▼

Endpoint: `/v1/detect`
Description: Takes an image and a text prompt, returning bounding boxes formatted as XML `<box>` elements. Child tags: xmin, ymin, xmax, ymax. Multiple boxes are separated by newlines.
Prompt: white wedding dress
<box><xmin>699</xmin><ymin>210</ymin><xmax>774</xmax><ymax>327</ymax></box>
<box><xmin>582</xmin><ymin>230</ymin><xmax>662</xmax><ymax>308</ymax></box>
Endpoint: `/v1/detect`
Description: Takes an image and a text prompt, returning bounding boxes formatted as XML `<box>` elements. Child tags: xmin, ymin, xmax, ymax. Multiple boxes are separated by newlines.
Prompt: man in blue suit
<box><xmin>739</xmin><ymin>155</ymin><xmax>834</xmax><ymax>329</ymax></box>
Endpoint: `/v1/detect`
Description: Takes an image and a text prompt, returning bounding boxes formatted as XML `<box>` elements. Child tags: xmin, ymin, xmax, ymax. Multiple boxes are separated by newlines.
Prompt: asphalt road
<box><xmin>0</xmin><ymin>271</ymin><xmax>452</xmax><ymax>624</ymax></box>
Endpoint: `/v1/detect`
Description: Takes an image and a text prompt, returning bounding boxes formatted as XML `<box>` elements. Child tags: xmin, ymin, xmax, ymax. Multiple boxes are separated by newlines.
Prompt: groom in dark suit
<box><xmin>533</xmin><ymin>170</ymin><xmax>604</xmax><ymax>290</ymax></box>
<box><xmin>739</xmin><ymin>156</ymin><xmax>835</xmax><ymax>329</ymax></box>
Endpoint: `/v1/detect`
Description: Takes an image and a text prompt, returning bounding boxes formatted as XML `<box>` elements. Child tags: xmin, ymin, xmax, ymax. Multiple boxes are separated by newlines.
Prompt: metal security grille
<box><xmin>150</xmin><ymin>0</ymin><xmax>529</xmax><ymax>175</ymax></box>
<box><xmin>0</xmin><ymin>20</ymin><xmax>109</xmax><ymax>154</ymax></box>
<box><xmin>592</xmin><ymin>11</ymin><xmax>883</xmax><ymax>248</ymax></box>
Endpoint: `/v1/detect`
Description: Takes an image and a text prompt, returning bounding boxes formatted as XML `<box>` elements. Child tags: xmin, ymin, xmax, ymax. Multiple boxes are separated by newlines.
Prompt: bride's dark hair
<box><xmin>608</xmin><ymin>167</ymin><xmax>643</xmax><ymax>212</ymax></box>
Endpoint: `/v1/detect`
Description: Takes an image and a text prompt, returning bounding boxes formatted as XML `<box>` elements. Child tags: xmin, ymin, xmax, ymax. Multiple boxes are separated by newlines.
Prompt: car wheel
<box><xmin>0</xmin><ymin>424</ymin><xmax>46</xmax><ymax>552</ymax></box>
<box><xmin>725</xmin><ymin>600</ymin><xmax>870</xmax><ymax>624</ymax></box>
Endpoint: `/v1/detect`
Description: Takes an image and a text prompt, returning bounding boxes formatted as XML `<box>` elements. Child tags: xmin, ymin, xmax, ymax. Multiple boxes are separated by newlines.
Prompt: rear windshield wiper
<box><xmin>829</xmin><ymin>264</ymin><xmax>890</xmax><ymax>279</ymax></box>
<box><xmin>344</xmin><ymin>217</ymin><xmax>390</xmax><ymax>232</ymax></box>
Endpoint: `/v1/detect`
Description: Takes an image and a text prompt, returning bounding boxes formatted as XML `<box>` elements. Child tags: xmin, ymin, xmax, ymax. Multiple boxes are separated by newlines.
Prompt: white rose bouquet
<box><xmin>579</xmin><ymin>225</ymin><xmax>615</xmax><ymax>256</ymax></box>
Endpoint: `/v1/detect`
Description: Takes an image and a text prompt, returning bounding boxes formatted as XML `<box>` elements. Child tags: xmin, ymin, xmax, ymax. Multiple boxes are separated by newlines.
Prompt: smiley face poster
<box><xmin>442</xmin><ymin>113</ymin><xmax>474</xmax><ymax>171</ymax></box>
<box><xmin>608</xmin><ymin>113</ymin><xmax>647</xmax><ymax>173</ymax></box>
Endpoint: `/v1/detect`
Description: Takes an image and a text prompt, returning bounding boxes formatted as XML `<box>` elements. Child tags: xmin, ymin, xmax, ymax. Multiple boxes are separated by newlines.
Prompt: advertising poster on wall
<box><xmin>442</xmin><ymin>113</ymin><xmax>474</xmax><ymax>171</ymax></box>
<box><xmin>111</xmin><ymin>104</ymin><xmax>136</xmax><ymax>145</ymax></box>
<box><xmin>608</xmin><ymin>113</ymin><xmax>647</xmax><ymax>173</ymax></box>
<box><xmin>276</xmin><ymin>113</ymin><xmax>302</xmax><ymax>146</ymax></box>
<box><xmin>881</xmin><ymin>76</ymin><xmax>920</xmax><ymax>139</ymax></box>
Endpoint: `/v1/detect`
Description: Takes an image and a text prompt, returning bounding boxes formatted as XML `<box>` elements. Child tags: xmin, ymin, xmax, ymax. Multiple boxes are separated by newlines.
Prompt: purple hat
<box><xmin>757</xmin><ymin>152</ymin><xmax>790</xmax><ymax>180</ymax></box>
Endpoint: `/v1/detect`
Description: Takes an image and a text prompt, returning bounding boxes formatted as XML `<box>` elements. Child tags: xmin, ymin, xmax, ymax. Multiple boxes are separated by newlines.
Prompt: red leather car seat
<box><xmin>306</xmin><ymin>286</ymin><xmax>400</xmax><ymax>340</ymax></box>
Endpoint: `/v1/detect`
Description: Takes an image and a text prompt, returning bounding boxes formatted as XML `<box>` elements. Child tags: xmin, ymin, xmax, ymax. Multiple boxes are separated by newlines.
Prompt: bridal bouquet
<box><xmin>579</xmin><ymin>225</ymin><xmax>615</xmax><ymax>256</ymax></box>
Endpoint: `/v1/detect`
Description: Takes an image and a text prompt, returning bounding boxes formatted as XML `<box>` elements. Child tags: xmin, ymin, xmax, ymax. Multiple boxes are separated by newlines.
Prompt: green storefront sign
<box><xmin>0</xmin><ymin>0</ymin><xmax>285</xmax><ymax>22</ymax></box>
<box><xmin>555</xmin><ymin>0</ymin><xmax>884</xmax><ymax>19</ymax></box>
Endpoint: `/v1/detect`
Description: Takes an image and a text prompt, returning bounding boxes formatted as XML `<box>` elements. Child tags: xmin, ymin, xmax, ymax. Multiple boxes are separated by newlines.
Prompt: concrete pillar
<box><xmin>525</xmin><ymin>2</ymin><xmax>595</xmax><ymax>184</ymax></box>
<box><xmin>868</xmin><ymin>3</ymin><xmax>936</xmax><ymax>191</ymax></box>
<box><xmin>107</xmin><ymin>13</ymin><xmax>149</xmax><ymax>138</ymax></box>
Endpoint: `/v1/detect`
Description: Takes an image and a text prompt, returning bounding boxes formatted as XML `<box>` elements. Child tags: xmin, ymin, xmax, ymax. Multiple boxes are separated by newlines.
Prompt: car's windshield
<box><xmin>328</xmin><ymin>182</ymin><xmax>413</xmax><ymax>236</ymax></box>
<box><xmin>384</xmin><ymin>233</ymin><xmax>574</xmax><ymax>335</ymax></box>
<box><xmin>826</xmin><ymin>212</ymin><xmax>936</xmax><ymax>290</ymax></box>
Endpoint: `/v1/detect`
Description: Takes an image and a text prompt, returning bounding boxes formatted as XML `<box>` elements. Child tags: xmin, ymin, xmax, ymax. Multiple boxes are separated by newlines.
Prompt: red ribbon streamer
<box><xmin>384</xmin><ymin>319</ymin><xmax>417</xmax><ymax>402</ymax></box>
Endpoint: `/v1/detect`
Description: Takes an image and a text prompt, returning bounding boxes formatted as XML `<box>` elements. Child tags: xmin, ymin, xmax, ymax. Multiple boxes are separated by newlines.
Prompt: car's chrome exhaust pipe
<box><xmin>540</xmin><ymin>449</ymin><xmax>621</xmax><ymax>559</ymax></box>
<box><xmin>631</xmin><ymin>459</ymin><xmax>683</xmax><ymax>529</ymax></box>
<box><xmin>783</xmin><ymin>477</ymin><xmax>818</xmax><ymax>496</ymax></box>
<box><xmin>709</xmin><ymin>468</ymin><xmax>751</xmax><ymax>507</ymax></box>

▲

### EXERCISE
State how many lines of the data above contain the string "suit". Reply with the number alone.

### FINAL ANSWER
2